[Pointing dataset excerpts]
-=-=-=-=-

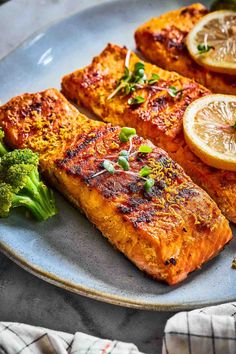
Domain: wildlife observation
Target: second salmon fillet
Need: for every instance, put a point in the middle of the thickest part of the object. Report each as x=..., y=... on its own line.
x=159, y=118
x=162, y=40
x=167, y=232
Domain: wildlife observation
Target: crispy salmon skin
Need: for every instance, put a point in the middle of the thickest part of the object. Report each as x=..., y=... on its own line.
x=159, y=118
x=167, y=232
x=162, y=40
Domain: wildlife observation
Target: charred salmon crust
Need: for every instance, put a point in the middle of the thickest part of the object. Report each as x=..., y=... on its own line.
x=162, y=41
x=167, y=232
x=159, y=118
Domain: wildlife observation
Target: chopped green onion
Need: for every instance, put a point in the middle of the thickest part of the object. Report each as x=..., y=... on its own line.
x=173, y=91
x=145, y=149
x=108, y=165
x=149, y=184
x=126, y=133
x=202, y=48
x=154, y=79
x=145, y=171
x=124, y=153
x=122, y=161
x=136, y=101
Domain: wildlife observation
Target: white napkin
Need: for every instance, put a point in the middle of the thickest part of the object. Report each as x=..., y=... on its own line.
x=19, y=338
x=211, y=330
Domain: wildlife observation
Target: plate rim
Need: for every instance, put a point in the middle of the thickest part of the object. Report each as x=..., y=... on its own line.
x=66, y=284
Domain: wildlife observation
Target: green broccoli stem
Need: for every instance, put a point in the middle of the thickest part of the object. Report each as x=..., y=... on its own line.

-=-=-=-=-

■ TASK GOAL ■
In the material from its start through the line holding "x=66, y=284", inclusive, change every "wildlife observation" to "food photography" and keep everything else the same. Give only those lines, without the pictures.

■ TASK ANSWER ■
Domain: food photography
Target: second salmon fillet
Need: for every instance, put a point in the middle of the thickest part of the object. Report each as x=..., y=... on its own line.
x=159, y=118
x=162, y=40
x=167, y=232
Domain: food photography
Target: crispy salmon skin
Need: for every instance, put a point in the middle of the thickest part of the object. Report each as x=..., y=... on its own line.
x=159, y=118
x=167, y=232
x=162, y=40
Domain: food photography
Target: charred salmon crust
Need: for every instance, put a point in the middle of the thickest part of the object. Report each as x=..., y=... on its own line.
x=162, y=41
x=167, y=232
x=159, y=118
Domain: food photography
Target: chopped green onion
Need: for every instance, put a point in the middle of the thickest part of the object. Report each as x=..., y=... on its own line.
x=173, y=91
x=145, y=149
x=108, y=165
x=149, y=184
x=126, y=133
x=202, y=48
x=154, y=79
x=145, y=171
x=124, y=153
x=122, y=161
x=136, y=101
Domain: food photography
Target: white napkin
Need: for every instance, put a point in the middle of the thickest part of the object. Report each as x=..., y=... on its own line.
x=19, y=338
x=211, y=330
Domain: food photography
Target: plate rim
Need: for every instance, put a point in the middle of the thickest part of the object. Report each as x=..., y=... on its own line.
x=66, y=284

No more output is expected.